* **TEXTO DE ESTUDO**:
= = = = =

Segundo a UNRWA (a agência das Nações Unidas para os refugiados palestinianos), a quantidade de ajuda que chegou a Gaza em Fevereiro foi muito mais reduzida do que em Janeiro. No primeiro mês do ano entraram em Gaza cerca de 150 camiões todos os dias, sendo em Fevereiro 97. Antes do conflito, entravam em média 500 camiões com alimentos no enclave todos os dias.

"O sistema em Gaza — já dissemos muitas vezes que está de rastos — está, aliás, mais do que de rastos", referiu Lindmeier aos jornalistas em Genebra, explicando que todas as "linhas de vida de Gaza foram mais ou menos cortadas", nomeadamente a água e a electricidade, logo depois do ataque do Hamas em Israel, no dia 7 de Outubro.

Neste sábado, a Força Aérea dos EUA concretizou o primeiro lançamento aéreo de ajuda humanitária em Gaza, indicaram duas fontes militares norte-americanas à Reuters. Uma das fontes consultadas pela agência disse que foram lançadas por via aérea mais de 35 mil refeições.​ Outros países, incluindo a França, o Egipto e a Jordânia, efectuaram lançamentos aéreos de ajuda a Gaza nos últimos dias.

No entanto, a decisão do Governo norte-americano de lançar alimentos por via aérea para Gaza está a ser alvo de críticas por grupos internacionais. "Os lançamentos aéreos não substituem e não podem substituir o acesso humanitário", afirmou a International Rescue Commitee, uma organização de ajuda com sede em Nova Iorque, numa declaração no sábado. "Os lançamentos aéreos não são a solução para aliviar este sofrimento e desviam tempo e esforço de soluções comprovadas para ajudar em grande escala", cita o jornal The New York Times.

Na plataforma X, Dave Harden, antigo director da missão da Agência dos Estados Unidos para o Desenvolvimento Internacional na Cisjordânia, questiona também esta estratégia. "As entregas aéreas são ineficientes, caras, perigosas e só são úteis quando não há outras opções de entrega. As entregas aéreas destinam-se sobretudo a beneficiar a administração Biden — para encobrir um enorme fracasso político", criticou na sexta-feira. "Como é que a administração Biden vai controlar a distribuição para não criar mais danos e riscos?", questionou, ainda, o antigo responsável.

Conversações para cessar-fogo vão ser retomadas

As negociações para um cessar-fogo em Gaza vão ser retomadas, neste domingo, no Cairo, segundo avança a agência Reuters, que cita fontes da diplomacia egípcia. Apesar das mortes de mais de cem palestinianos, na quinta-feira, depois de um incidente com um carro de combate israelita, que disparou contra civis que rodeavam camiões de ajuda alimentar, o Presidente norte-americano continua a defender que é possível uma trégua antes do Ramadão.

= = = = =

* **O QUE FAZER**:
[A] Reescreva o trecho do texto sobre a ajuda humanitária a Gaza que começa em "Conversações para cessar-fogo" e vai até "antes do Ramadão.", substituindo "Cairo" por "Doha".
[B] Escreva a continuação do texto sobre a ajuda humanitária a Gaza a partir da última frase apresentada.

= = = = =

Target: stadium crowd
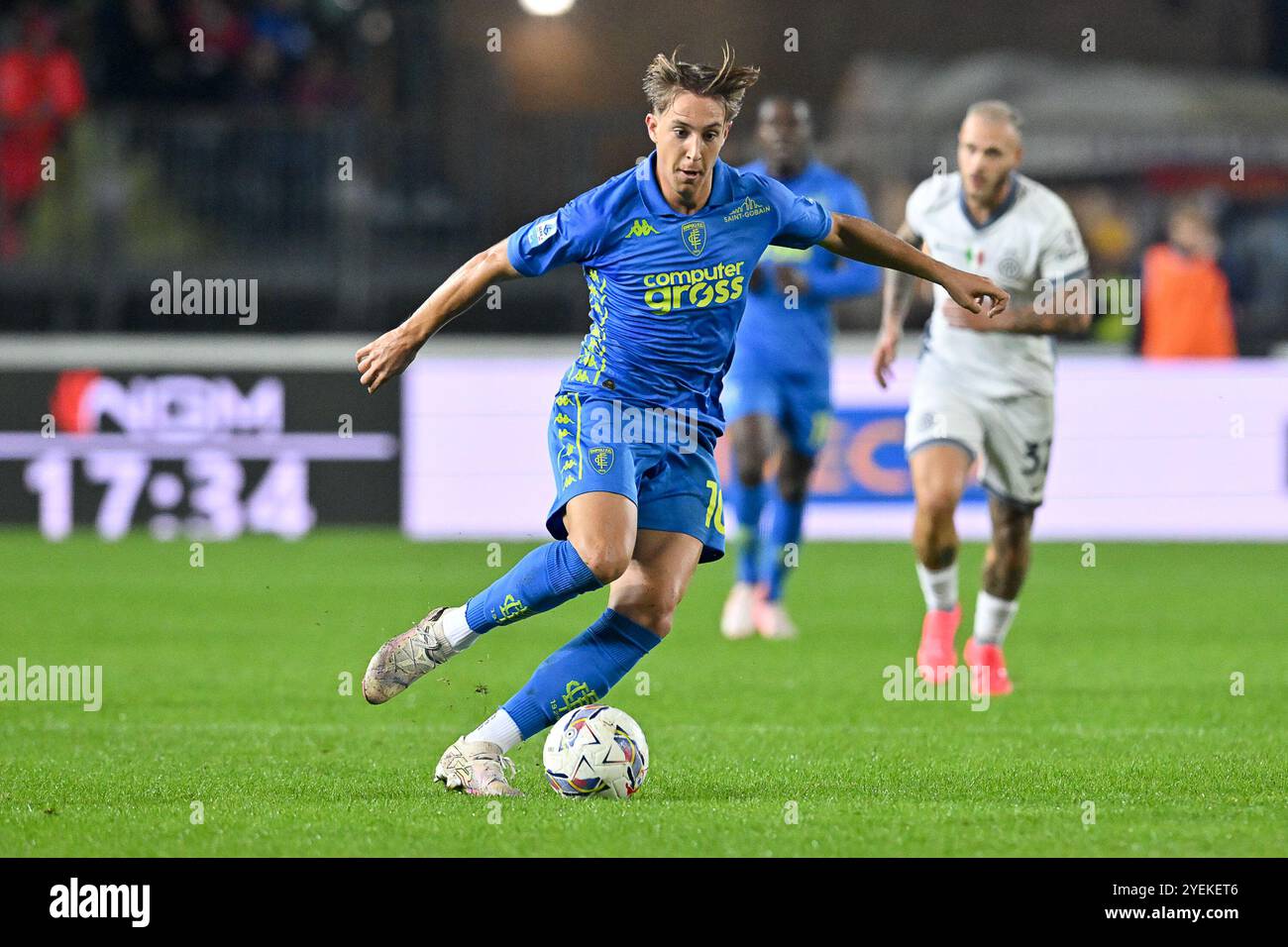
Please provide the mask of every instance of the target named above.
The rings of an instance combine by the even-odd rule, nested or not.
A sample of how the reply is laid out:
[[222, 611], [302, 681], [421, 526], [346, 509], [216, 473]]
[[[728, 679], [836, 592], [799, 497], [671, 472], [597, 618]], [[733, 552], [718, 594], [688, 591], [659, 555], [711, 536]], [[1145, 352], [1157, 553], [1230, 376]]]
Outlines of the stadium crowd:
[[[417, 237], [435, 220], [455, 219], [442, 210], [446, 200], [424, 191], [440, 160], [433, 138], [420, 137], [424, 122], [388, 94], [388, 76], [365, 68], [366, 50], [393, 31], [393, 15], [363, 0], [9, 6], [0, 14], [0, 263], [27, 253], [43, 162], [68, 147], [86, 116], [124, 129], [117, 137], [128, 153], [162, 169], [140, 204], [185, 204], [194, 227], [241, 220], [241, 231], [220, 234], [229, 246], [247, 234], [325, 245], [340, 222], [327, 182], [308, 169], [358, 126], [388, 152], [371, 200], [384, 210], [372, 219], [439, 206], [415, 224]], [[198, 115], [213, 116], [218, 131], [193, 135], [179, 124]], [[372, 134], [374, 122], [385, 125]], [[399, 128], [416, 137], [395, 138]], [[213, 167], [228, 173], [211, 175]], [[869, 192], [884, 186], [864, 183]], [[1131, 320], [1101, 312], [1096, 336], [1131, 341], [1146, 357], [1265, 354], [1288, 340], [1288, 173], [1267, 177], [1255, 200], [1212, 180], [1157, 184], [1060, 188], [1084, 232], [1092, 273], [1141, 280], [1140, 325], [1128, 331]], [[875, 311], [845, 325], [871, 329]]]

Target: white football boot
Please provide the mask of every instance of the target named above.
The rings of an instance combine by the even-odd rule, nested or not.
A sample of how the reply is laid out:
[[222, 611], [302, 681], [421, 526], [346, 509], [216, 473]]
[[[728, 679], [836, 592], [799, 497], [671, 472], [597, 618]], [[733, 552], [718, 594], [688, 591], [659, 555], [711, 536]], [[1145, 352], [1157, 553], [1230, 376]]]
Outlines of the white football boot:
[[760, 636], [770, 642], [790, 642], [799, 634], [782, 602], [756, 602], [752, 616]]
[[756, 634], [756, 625], [751, 618], [752, 606], [756, 603], [756, 586], [751, 582], [734, 582], [725, 599], [724, 611], [720, 612], [720, 634], [730, 642], [751, 638]]
[[384, 703], [397, 697], [417, 678], [460, 653], [443, 634], [446, 611], [435, 608], [411, 629], [380, 646], [362, 675], [362, 696], [367, 703]]
[[434, 780], [448, 790], [471, 796], [522, 796], [510, 785], [506, 770], [514, 774], [514, 760], [501, 747], [486, 740], [466, 742], [461, 737], [443, 754], [434, 767]]

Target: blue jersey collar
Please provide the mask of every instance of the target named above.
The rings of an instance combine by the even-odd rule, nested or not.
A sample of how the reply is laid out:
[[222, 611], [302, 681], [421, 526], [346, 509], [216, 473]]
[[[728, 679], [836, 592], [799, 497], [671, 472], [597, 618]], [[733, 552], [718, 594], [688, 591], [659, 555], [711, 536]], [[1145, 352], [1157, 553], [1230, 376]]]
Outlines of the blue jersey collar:
[[1010, 182], [1011, 182], [1011, 189], [1007, 191], [1006, 200], [998, 204], [996, 207], [993, 207], [993, 213], [988, 215], [988, 220], [985, 220], [984, 223], [976, 220], [975, 215], [970, 213], [970, 207], [966, 206], [966, 188], [958, 186], [957, 204], [962, 209], [962, 216], [965, 216], [970, 222], [971, 227], [974, 227], [976, 231], [981, 231], [989, 224], [996, 223], [999, 216], [1002, 216], [1006, 211], [1009, 211], [1011, 207], [1015, 206], [1015, 201], [1020, 196], [1020, 179], [1015, 177], [1015, 171], [1011, 171]]
[[640, 200], [644, 201], [644, 206], [649, 209], [650, 213], [658, 216], [699, 216], [707, 213], [711, 207], [719, 207], [723, 204], [729, 204], [733, 200], [733, 174], [721, 158], [716, 158], [716, 166], [711, 180], [711, 196], [707, 198], [706, 206], [702, 207], [697, 214], [680, 214], [666, 198], [662, 197], [662, 188], [657, 183], [657, 149], [653, 151], [647, 158], [635, 165], [635, 184], [639, 187]]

= = = = =

* **RESULTADOS DO EXERCÍCIO**:
[A]
Conversações para cessar-fogo vão ser retomadas

As negociações para um cessar-fogo em Gaza vão ser retomadas, neste domingo, no Doha, segundo avança a agência Reuters, que cita fontes da diplomacia egípcia. Apesar das mortes de mais de cem palestinianos, na quinta-feira, depois de um incidente com um carro de combate israelita, que disparou contra civis que rodeavam camiões de ajuda alimentar, o Presidente norte-americano continua a defender que é possível uma trégua antes do Ramadão.

[B]
"Espero que sim, ainda estamos a trabalhar arduamente nisso. Ainda não chegámos lá", disse Joe Biden aos jornalistas na Casa Branca, quando questionado se esperava um acordo até ao Ramadão, que começa a 10 ou 11 de Março, dependendo do calendário lunar.

À agência Reuters, duas fontes da diplomacia egípcia indicaram que as conversações para um cessar-fogo serão retomadas neste domingo. Ainda de acordo com a mesma agência, o incidente de quinta-feira não abrandou as conversações, levando mesmo negociadores a apressarem-se para preservar o progresso. De acordo com a AFP, uma delegação do Hamas era esperada, já neste sábado, no Cairo.

A delegação palestiniana vai "encontrar-se com os egípcios que supervisionam as negociações de cessar-fogo, para acompanhar os desenvolvimentos das negociações que visam parar a ofensiva e a guerra, e para chegar a um acordo de troca de reféns", disse fonte próxima do Hamas, que falou sob condição de anonimato. De acordo com a AFP, a fonte disse que a delegação apresentaria a "resposta oficial" do Hamas a uma proposta discutida com os negociadores israelitas em Paris no final do mês passado.

As fontes egípcias afirmaram que as partes tinham chegado a acordo sobre a duração de uma trégua em Gaza, bem como sobre a libertação de reféns e prisioneiros, acrescentando que a conclusão do acordo exige ainda um pacto sobre a retirada das forças israelitas do Norte de Gaza e o regresso dos seus residentes.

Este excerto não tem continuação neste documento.